Uniting these interdisciplinary forays are more traditional poems addressing the moral and linguistic development of male children, the philosophical conflicts inherent in this task for the adults who must manage this development, and the parallel dilemma of the contemporary poet for whom traditional poetic strategies like narrative and extreme subjectivity are increasingly inadequate and/or in need of renovation. Taken altogether, the poems and the “adversaria” in Y attempt to find connections between and among these areas of study as they probe the elusive mind/body, nurture/nature dichotomies in human male development—which cannot, of course, be seen or understood because they are dynamic, unstable, but they can, through metaphor’s momentary magic, be glimpsed, the only satisfaction we humans are likely to get in contemplating this complex of ideas.

DEMICHELE: One of the lines that really stood out to me in Y was, “…raising the tent of bones in which he will harbor all the starry anomalies that a knowledge of God cannot undo.” It puts into words what children with autism are like. What were you thinking of when you were writing this part?

### Stated problem A
Do these statements agree with the interview excerpt on the collection Y? (i) The poems in Y address the moral and linguistic development of female children. (ii) The dichotomies of human male development can be glimpsed through metaphor. (iii) DeMichele says the quoted line puts into words what children with autism are like.
### Stated problem B
Continue the interview excerpt on the collection Y, starting right after its last sentence.

### Given entries
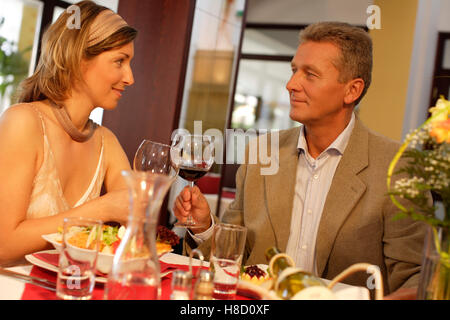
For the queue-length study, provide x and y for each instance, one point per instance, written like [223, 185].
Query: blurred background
[226, 63]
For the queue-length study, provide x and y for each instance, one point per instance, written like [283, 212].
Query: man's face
[316, 95]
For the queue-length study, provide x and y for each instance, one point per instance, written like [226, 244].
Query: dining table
[43, 265]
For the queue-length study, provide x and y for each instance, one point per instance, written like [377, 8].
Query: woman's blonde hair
[63, 49]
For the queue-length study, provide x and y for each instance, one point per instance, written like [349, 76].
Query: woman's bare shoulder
[20, 120]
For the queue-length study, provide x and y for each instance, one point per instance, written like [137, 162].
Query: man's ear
[353, 90]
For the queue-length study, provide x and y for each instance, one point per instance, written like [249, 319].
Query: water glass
[227, 249]
[78, 258]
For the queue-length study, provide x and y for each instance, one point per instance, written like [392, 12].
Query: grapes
[255, 271]
[163, 234]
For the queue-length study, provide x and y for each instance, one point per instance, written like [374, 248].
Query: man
[327, 206]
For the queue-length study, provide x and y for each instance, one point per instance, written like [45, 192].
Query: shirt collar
[339, 144]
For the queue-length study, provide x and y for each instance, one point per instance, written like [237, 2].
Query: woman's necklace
[68, 126]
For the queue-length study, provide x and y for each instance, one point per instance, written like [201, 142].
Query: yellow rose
[440, 130]
[440, 111]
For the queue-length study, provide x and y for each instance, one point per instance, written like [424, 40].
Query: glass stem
[189, 219]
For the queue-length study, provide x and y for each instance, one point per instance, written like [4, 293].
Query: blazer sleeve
[233, 215]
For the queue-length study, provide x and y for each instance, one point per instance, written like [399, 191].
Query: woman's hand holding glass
[191, 203]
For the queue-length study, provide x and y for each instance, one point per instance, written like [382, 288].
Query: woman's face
[107, 75]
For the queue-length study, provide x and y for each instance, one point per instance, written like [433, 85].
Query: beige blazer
[357, 220]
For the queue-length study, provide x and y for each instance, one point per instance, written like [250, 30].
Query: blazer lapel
[345, 191]
[280, 188]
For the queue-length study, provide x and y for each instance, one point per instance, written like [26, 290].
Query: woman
[53, 159]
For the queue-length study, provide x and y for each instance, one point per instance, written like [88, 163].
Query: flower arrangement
[427, 170]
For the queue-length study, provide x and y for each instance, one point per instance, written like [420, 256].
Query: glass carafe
[135, 274]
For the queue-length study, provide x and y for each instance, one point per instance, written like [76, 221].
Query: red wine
[192, 173]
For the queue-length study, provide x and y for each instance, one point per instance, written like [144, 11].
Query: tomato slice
[114, 245]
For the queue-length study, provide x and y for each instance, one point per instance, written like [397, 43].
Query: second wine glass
[153, 156]
[193, 156]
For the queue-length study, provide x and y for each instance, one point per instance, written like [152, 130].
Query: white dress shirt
[314, 177]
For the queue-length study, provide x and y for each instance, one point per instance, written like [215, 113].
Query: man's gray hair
[355, 45]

### Task result A
(i) No: "the moral and linguistic development of male children"
(ii) Yes: "but they can, through metaphor’s momentary magic, be glimpsed"
(iii) Yes: "It puts into words what children with autism are like."

### Task result B
MILLER: The idea of a child’s bones being like tent poles that slowly raise a body, an interior space that is both physical and psychological has often occurred to me in watching my own child grow. When they’re babies, so recently part of their mothers, we tend to think of them with more sense of ownership. We grew them inside ourselves, fed them from our bodies—but after that, motherhood is a long period of letting go, watching the body to which you gave life become more and more separate, a place where things will be hidden from the mother, a fascinating place certainly, a whole galaxy of its own, much of which you will never know.

Of course, one of the biggest parts of the parent’s job then is to give the child a sense of right and wrong, life and death, danger and safety, all those abstract notions that the child encounters incrementally. “God” is perhaps a way of packaging all that learning about human limits. You know you have to teach the child these things even though you also know that the feral parts of him may win out. We can teach our kids about decency, kindness, and love, but knowing these things doesn’t change the fact that darker forces are still alive in him.

DEMICHELE: Do you ever have difficulties writing or coming up with new ideas? I know when I write papers for class it can be challenging at times to get my words and thoughts together.

MILLER: Writing for me is always torture. There is pleasure and satisfaction, but those are the results of having written something that pleases me, and I don’t get that pleasure and satisfaction every time I write. Sometimes I can squander days chasing an idea only to have it seem, finally, silly or dull. Sometimes I even envy people with jobs that stay at the workplace! Mine comes with me everywhere, even to sleep, and though writing is torture, not writing is worse torture!

DEMICHELE: What do you do to feel ready to write?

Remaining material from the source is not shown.